## Tasks to complete
1. Write out the passage of the misspecification testing post from "Graphing t-plots (This" to "USA Population (y)".
2. In the misspecification testing post, what span of years do the two plotted data series cover?
3. Carry on the misspecification testing post from the point where it stops.

## Passage to read
— Begin —

Misspecification Testing: (part 2) A Fallacy of Error “Fixing”

Graphing t-plots (This is my first experiment with blogging data plots, they have been blown up a bit, so hopefully they are now sufficiently readable).

Here are two plots (t-plots) of the observed data where y_t is the population of the USA in millions, and x_t our “secret” variable, to be revealed later on, both over time (1955-1989).

Fig 1: USA Population (y)

Fig. 2: Secret variable (x)

Figure 3: A typical realization of a NIID process.

Pretty clearly, there are glaring departures from IID when we compare a typical realization of a NIID process, in fig. 3, with the t-plots of the two series in figures 1-2. In particular, both data series show the mean is increasing with time – that is, strong mean-heterogeneity (trending mean).Our recommended next step would be to continue exploring the probabilistic structure of the data in figures 1 and 2 with a view toward thoroughly assessing the validity of the LRM assumptions [1]-[5] (table 1). But first let us take a quick look at the traditional approach for testing assumptions, focusing just on assumption [4] traditionally viewed as error non-autocorrelation: E(u_t,u_s)=0 for t≠s, t,s=1,2,…,n.Testing Non-Autocorrelation: The Parametric Durbin-Watson (D-W) Test

The most widely used parametric test for independence is the Durbin-Watson (DW) test. Here, all the assumptions of the LRM are retained, except the one under test —independence—which is ‘relaxed’. In particular, the original error term in M₀ is extended to allow for the possibility that the errors u_t are correlated with their own past using a particular form of error correlation known as first order AutoRegression (AR(1)), i.e.

— End —

## Listing

— Begin —

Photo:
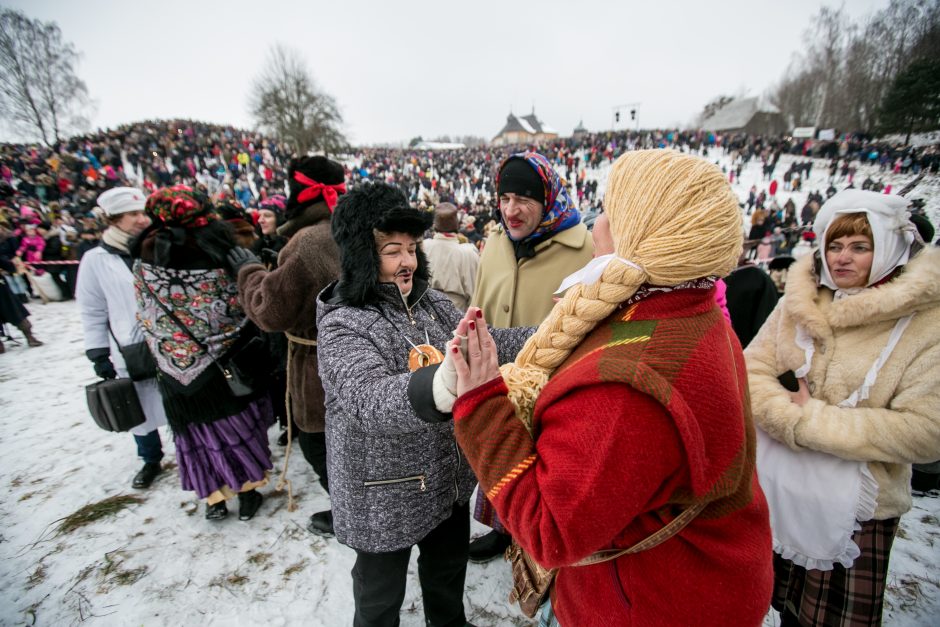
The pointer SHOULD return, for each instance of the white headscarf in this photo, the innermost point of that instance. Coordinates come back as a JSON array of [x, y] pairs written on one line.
[[891, 230]]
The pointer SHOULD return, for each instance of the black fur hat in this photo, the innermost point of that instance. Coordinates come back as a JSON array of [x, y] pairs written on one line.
[[319, 169], [369, 207]]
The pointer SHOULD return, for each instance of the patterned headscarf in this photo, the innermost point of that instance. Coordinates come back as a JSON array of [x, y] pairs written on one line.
[[560, 211], [181, 206]]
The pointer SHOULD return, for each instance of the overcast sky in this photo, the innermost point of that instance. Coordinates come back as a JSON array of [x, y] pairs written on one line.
[[399, 69]]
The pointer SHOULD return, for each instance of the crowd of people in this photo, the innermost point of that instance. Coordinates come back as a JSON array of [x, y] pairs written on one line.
[[631, 400]]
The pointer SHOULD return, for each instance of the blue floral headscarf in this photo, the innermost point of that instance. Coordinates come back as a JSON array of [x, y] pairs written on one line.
[[560, 211]]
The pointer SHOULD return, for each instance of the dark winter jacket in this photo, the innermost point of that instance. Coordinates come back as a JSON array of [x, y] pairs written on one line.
[[393, 476]]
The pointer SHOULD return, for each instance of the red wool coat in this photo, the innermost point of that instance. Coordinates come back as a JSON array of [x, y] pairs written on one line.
[[649, 415]]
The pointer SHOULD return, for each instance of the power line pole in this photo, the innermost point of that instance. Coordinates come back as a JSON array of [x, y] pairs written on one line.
[[634, 110]]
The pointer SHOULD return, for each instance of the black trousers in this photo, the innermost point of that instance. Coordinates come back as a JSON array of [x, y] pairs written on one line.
[[313, 446], [379, 578]]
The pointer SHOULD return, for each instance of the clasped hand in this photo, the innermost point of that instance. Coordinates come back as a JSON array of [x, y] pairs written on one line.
[[474, 352]]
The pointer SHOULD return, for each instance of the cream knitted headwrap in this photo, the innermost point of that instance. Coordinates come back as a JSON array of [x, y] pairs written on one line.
[[675, 218]]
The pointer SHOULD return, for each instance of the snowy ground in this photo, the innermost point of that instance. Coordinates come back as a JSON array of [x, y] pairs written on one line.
[[159, 562]]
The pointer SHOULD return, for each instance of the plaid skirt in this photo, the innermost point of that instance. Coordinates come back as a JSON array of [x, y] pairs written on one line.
[[841, 597]]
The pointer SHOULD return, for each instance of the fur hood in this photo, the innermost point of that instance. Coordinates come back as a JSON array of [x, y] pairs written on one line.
[[370, 207], [915, 288]]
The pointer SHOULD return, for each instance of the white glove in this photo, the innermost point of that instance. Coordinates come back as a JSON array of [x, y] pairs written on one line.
[[444, 384]]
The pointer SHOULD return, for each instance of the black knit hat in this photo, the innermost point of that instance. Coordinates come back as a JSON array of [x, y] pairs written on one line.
[[318, 169], [360, 212], [518, 177]]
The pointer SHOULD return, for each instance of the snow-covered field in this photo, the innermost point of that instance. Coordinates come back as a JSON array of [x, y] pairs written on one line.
[[159, 562]]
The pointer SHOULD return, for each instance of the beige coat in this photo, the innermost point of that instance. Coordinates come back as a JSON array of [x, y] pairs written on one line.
[[453, 267], [519, 293], [900, 421]]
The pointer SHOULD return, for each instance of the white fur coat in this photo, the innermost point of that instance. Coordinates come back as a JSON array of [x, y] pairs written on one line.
[[900, 421]]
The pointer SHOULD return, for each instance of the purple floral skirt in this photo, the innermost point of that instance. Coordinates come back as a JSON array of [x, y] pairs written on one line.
[[229, 452]]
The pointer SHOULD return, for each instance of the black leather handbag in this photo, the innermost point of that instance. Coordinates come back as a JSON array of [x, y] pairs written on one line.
[[114, 404], [138, 359]]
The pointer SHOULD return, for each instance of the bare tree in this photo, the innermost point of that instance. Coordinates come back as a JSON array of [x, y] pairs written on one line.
[[286, 102], [40, 94]]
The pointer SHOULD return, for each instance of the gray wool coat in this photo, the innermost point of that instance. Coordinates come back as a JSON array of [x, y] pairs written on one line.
[[394, 477]]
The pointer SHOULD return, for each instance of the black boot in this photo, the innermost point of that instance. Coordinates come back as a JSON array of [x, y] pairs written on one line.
[[27, 330], [218, 511], [488, 547], [147, 474], [248, 504], [321, 524]]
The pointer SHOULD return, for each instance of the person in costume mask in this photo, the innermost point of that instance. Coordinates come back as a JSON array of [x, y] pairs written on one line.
[[540, 241], [859, 327]]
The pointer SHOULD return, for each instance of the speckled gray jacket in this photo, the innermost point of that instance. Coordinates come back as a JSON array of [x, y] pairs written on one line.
[[393, 476]]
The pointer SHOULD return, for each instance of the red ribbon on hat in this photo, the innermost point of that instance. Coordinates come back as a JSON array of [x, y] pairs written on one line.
[[330, 193]]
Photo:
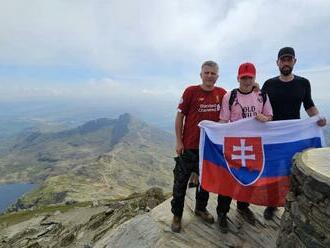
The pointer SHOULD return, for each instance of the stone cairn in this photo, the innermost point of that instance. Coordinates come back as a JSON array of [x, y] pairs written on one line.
[[306, 219]]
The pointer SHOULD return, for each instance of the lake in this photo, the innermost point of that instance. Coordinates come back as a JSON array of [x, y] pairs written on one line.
[[9, 193]]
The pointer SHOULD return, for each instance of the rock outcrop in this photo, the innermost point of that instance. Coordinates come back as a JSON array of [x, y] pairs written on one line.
[[153, 229], [306, 220], [73, 226]]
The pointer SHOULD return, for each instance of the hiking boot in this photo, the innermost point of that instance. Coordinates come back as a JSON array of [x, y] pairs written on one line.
[[205, 215], [247, 215], [269, 213], [176, 224], [223, 222]]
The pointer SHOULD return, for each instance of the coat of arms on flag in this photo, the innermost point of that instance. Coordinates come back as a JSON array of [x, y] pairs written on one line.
[[251, 161], [244, 158]]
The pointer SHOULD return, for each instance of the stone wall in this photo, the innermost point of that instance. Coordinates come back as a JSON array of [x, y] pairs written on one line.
[[306, 219]]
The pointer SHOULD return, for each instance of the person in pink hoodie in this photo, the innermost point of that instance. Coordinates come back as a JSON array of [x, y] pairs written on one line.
[[240, 103]]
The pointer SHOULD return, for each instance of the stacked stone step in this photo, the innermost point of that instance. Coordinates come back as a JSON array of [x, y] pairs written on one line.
[[306, 219]]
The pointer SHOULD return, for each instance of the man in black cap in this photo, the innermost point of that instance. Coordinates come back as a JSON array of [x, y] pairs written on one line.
[[286, 93]]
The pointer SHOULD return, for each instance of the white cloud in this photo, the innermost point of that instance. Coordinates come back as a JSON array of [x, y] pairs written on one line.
[[133, 39]]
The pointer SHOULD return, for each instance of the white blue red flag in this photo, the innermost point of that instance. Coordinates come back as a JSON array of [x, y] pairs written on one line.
[[251, 161]]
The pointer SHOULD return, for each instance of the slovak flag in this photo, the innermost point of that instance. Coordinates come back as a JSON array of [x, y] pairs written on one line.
[[250, 161]]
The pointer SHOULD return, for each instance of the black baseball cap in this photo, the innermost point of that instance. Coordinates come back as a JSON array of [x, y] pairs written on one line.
[[286, 51]]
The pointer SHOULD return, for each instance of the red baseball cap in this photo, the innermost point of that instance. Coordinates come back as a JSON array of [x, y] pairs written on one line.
[[247, 69]]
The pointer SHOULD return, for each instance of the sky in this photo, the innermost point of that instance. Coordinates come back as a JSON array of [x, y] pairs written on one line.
[[148, 51]]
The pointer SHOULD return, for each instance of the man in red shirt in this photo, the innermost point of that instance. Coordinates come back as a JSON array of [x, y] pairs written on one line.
[[198, 102]]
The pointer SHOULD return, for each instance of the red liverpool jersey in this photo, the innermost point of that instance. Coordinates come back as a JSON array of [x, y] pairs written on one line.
[[198, 105]]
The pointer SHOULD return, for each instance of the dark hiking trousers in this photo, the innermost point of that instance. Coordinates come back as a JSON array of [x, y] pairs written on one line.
[[184, 166]]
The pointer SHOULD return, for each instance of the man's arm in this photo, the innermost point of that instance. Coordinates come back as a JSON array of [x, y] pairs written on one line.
[[314, 111], [178, 133]]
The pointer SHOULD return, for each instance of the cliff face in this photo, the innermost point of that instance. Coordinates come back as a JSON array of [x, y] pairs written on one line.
[[153, 229], [102, 159], [306, 220], [78, 225]]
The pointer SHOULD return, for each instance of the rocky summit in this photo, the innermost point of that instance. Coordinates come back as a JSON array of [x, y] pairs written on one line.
[[101, 159]]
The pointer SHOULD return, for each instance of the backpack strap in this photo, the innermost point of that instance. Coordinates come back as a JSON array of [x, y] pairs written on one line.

— End —

## Responses to the exercise
1.
Graphing t-plots (This is my first experiment with blogging data plots, they have been blown up a bit, so hopefully they are now sufficiently readable).

Here are two plots (t-plots) of the observed data where y_t is the population of the USA in millions, and x_t our “secret” variable, to be revealed later on, both over time (1955-1989).

Fig 1: USA Population (y)

2. 1955 to 1989.

3.
u_t=ρu_t-1 + ε_t, t=1,2,…,n,…,

where {ε_t, t=1,2, …, n, …,} is a Normal, white-noise process.

That is, a new model, the Autocorrelation-Corrected (A-C) LRM, is assumed as the overarching model:

M₁: y_t = β₀+ β₁x_t + u_t, u_t=ρu_t-1 + ε_t, t=1,2,…,n,…

If ρ = 0, we are back to Ho. So the D-W test assesses whether or not ρ = 0 in model M₁. Obviously, either ρ=0 or ρ ≠ 0, but it is a mistake to suppose we are exhausting all possibilities here, unless we are within M₁. One way to bring this out is to view the D-W test as actually considering the conjunctions:

H₀: {M₁ & ρ=0}, vs. H₁: {M₁ & ρ ≠ 0}.

With the data in our example, the D-W test statistic rejects the null hypothesis (at level .02), which is standardly taken as grounds to adopt H₁. This move to infer H_1,however, is warranted only if we are within M₁. True, if ρ = 0, we are back to the LRM, but ρ ≠ 0 does not entail the particular violation of independence asserted in H₁. Nevertheless, modelers routinely go on to infer H₁ upon rejecting H₀, despite warnings, e.g., “A simple message for autocorrelation correctors: Don’t” (Mizon, 1995).

But it must be admitted that such warnings, right-headed as they are, generally do not go hand in hand with a clear elucidation of why the reasoning is flawed. Only with such an elucidation can one grasp the fallacy that prevents this strategy from uncovering what is really wrong, both with the original LRM and the autocorrelation-corrected (A-C) version of LRM. The latter may be written as A-C LRM, which is too many letters, but not too bad.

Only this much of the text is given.